Bounding box annotation entries:
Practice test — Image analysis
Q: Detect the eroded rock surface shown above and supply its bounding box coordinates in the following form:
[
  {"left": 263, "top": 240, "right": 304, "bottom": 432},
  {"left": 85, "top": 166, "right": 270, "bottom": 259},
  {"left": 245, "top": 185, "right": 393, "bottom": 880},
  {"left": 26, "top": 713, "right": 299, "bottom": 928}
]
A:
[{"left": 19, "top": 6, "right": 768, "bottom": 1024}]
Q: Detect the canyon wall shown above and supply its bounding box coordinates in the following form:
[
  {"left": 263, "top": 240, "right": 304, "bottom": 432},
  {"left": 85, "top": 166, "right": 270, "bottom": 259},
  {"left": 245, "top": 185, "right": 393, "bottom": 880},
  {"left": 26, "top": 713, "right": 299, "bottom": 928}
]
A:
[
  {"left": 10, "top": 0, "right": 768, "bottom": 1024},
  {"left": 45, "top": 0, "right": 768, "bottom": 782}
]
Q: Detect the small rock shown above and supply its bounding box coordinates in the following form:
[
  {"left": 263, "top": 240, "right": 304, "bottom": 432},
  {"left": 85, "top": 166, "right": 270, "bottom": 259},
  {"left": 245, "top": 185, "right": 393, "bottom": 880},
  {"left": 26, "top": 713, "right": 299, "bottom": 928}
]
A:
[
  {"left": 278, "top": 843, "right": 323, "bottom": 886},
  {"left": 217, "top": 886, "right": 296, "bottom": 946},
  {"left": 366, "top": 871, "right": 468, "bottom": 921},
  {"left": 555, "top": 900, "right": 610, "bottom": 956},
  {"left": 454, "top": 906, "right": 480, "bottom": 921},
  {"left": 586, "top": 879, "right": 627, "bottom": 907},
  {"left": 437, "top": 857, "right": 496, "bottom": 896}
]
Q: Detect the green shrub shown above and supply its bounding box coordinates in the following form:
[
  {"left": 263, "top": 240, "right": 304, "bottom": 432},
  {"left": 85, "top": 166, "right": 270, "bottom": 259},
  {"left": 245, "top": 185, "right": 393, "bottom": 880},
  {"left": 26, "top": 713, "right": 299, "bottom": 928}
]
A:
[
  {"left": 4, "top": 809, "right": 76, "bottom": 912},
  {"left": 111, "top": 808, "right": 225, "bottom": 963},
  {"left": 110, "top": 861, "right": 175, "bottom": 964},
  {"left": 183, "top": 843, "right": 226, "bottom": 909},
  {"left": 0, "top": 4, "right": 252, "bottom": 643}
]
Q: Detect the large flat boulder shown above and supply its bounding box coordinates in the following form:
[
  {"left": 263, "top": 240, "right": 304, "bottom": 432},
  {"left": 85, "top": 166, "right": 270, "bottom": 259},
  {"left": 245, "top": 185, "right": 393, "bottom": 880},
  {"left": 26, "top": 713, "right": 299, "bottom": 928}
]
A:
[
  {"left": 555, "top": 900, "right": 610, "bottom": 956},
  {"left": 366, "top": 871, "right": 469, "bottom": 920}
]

EXERCISE GOAL: Can you lay out the lines above as a JSON list of strings, one string per line, leaving out blank lines?

EXERCISE SOLUTION:
[
  "Practice test — Image analysis",
  "Q: Detect the eroded rock surface shown above and supply its bounding box coordinates in the following form:",
  "[",
  "  {\"left\": 263, \"top\": 240, \"right\": 304, \"bottom\": 432},",
  "  {\"left\": 85, \"top\": 166, \"right\": 270, \"bottom\": 259},",
  "  {\"left\": 245, \"top\": 185, \"right\": 393, \"bottom\": 880},",
  "  {\"left\": 26, \"top\": 713, \"right\": 299, \"bottom\": 928}",
  "]",
  "A:",
  "[{\"left\": 19, \"top\": 6, \"right\": 768, \"bottom\": 1024}]",
  "Q: Detect the canyon wall shown above and supply its bounding box coordinates in the following form:",
  "[",
  "  {\"left\": 263, \"top\": 240, \"right\": 304, \"bottom\": 432},",
  "  {\"left\": 85, \"top\": 166, \"right\": 270, \"bottom\": 259},",
  "  {\"left\": 245, \"top\": 185, \"right\": 393, \"bottom\": 880},",
  "  {\"left\": 26, \"top\": 713, \"right\": 299, \"bottom\": 928}",
  "]",
  "A:",
  "[",
  "  {\"left\": 10, \"top\": 0, \"right\": 768, \"bottom\": 1024},",
  "  {\"left\": 45, \"top\": 0, \"right\": 768, \"bottom\": 782}",
  "]",
  "Q: Detect the small rock shown above and supply its bounding box coordinates in the following form:",
  "[",
  "  {\"left\": 263, \"top\": 240, \"right\": 304, \"bottom\": 432},",
  "  {\"left\": 85, \"top\": 166, \"right\": 270, \"bottom\": 259},",
  "  {\"left\": 245, \"top\": 185, \"right\": 393, \"bottom\": 880},",
  "  {\"left\": 26, \"top\": 713, \"right\": 299, \"bottom\": 928}",
  "]",
  "A:",
  "[",
  "  {\"left\": 278, \"top\": 843, \"right\": 323, \"bottom\": 886},",
  "  {\"left\": 217, \"top\": 886, \"right\": 296, \"bottom\": 946},",
  "  {\"left\": 366, \"top\": 871, \"right\": 468, \"bottom\": 921},",
  "  {\"left\": 555, \"top\": 900, \"right\": 610, \"bottom\": 956},",
  "  {\"left\": 454, \"top\": 906, \"right\": 480, \"bottom\": 921},",
  "  {\"left\": 586, \"top\": 879, \"right\": 627, \"bottom\": 907},",
  "  {\"left\": 437, \"top\": 857, \"right\": 496, \"bottom\": 896}",
  "]",
  "Q: Detect the green shrub shown above and supply its bounding box coordinates in the following form:",
  "[",
  "  {\"left\": 263, \"top\": 240, \"right\": 304, \"bottom\": 432},",
  "  {\"left\": 85, \"top\": 166, \"right\": 270, \"bottom\": 259},",
  "  {\"left\": 245, \"top\": 185, \"right\": 393, \"bottom\": 880},",
  "  {\"left\": 26, \"top\": 713, \"right\": 299, \"bottom\": 928}",
  "]",
  "A:",
  "[",
  "  {\"left\": 4, \"top\": 809, \"right\": 76, \"bottom\": 912},",
  "  {\"left\": 111, \"top\": 808, \"right\": 225, \"bottom\": 963},",
  "  {\"left\": 110, \"top\": 861, \"right\": 175, \"bottom\": 964},",
  "  {\"left\": 183, \"top\": 843, \"right\": 226, \"bottom\": 909},",
  "  {\"left\": 0, \"top\": 4, \"right\": 252, \"bottom\": 643}",
  "]",
  "Q: Detect the large flat boulder shown above and supply its bounding box coordinates in the following form:",
  "[",
  "  {\"left\": 263, \"top\": 240, \"right\": 304, \"bottom\": 432},",
  "  {\"left\": 85, \"top\": 166, \"right\": 270, \"bottom\": 259},",
  "  {\"left\": 245, \"top\": 185, \"right\": 393, \"bottom\": 880},",
  "  {\"left\": 26, \"top\": 713, \"right\": 299, \"bottom\": 928}",
  "]",
  "A:",
  "[",
  "  {\"left\": 555, \"top\": 900, \"right\": 610, \"bottom\": 956},",
  "  {\"left\": 366, \"top\": 871, \"right\": 469, \"bottom\": 920}",
  "]"
]